■ **Selected passage**

╭──

As of May 20, 2019, the vacuum permeability μ0 is no longer a defined constant (per the former definition of the SI ampere), but rather needs to be determined experimentally. The value in SI units, is given below. It is simply proportional to the dimensionless fine-structure constant, with no other dependencies. Its value is μ0 = 1.25663706212(19)×10−6 H/m.
Permittivity of free space: Commonly called the vacuum permittivity, permittivity of free space or dielectric constant. It is the capability of an electric field to permeate a vacuum. This constant relates the units for electric charge to mechanical quantities such as length and force. It is an ideal, (baseline) physical constant, which is the value of the absolute dielectric permittivity of classical vacuum. its value ε0 is = 8.8541878128(13)×10−12 F⋅m−1 (farads per meter), with a relative uncertainty of 1.5×10−10.
For example, the force between two separated electric charges with spherical symmetry (in the vacuum of classical electromagnetism) is given by Coulomb’s law:
Fc = 1/4πε0 x Q1Q2/r2
Q1Q2 are charges and r is the distance between centers
The value for permeability does not have any movement or time in it’s derivation
Photons: A photon is an elementary particle that is a quantum of the electromagnetic charge. It is the basic carrier of electromagnetic force. Photons are massless,so they always move at the speed of light in vacuum, 299792458 m/s (or about 186,282 mi/s). The photon belongs to the class of boson particles.
The modern photon concept originated during the first two decades of the 20th century with the work of Albert Einstein, who built upon the research of Max Planck. Using their descriptions, photons have no rest mass, and a spin of 1. Photons exhibit wave–particle duality, their behavior featuring properties of both waves and particles.

╰──

■ **Required tasks**
(a) Decide whether each statement below agrees with the passage on vacuum constants and photons. Answer yes or no for each one, and support it with the deciding words of the passage, quoted exactly. (i) Since May 20, 2019, the vacuum permeability must be found by experiment. (ii) Photons have a rest mass. (iii) The vacuum permittivity has a relative uncertainty of 1.5×10−10.
(b) From the passage on vacuum constants and photons, quote word for word the stretch from "As of May 20, 2019, the" through "uncertainty of 1.5×10−10.".

■ **Recorded information**
╭──

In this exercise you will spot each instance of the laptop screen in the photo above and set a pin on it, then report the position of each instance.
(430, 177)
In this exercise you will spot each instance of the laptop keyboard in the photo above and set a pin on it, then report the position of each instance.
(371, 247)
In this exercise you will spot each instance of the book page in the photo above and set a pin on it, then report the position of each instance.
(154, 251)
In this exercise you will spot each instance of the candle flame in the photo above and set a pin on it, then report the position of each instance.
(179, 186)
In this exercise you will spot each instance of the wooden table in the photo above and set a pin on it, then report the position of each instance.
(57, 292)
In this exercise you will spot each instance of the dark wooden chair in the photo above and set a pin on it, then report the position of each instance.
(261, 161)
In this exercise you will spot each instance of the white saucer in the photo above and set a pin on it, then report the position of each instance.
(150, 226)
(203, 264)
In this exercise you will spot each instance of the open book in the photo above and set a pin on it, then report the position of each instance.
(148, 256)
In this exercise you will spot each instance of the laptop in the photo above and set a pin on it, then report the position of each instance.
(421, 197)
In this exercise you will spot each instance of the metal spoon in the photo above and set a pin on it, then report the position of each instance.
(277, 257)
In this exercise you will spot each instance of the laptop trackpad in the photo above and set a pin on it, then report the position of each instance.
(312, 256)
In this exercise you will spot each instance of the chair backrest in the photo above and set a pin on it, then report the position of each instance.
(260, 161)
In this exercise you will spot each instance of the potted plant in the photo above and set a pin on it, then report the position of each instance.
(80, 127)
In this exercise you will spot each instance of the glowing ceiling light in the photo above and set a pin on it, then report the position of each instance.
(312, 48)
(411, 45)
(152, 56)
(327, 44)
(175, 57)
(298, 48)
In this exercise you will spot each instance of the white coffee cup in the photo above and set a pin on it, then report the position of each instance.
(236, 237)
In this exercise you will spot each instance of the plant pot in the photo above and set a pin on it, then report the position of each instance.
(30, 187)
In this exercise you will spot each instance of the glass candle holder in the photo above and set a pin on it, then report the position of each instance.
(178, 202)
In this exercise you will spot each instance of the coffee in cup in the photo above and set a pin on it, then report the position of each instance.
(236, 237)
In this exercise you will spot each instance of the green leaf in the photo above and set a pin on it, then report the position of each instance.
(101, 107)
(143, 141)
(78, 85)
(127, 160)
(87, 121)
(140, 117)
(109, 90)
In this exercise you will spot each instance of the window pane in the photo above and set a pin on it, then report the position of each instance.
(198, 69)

╰──

■ **Outputs in order**
(a)
(i) Yes: "needs to be determined experimentally"
(ii) No: "photons have no rest mass"
(iii) Yes: "with a relative uncertainty of 1.5×10−10"

(b)
As of May 20, 2019, the vacuum permeability μ0 is no longer a defined constant (per the former definition of the SI ampere), but rather needs to be determined experimentally. The value in SI units, is given below. It is simply proportional to the dimensionless fine-structure constant, with no other dependencies. Its value is μ0 = 1.25663706212(19)×10−6 H/m.
Permittivity of free space: Commonly called the vacuum permittivity, permittivity of free space or dielectric constant. It is the capability of an electric field to permeate a vacuum. This constant relates the units for electric charge to mechanical quantities such as length and force. It is an ideal, (baseline) physical constant, which is the value of the absolute dielectric permittivity of classical vacuum. its value ε0 is = 8.8541878128(13)×10−12 F⋅m−1 (farads per meter), with a relative uncertainty of 1.5×10−10.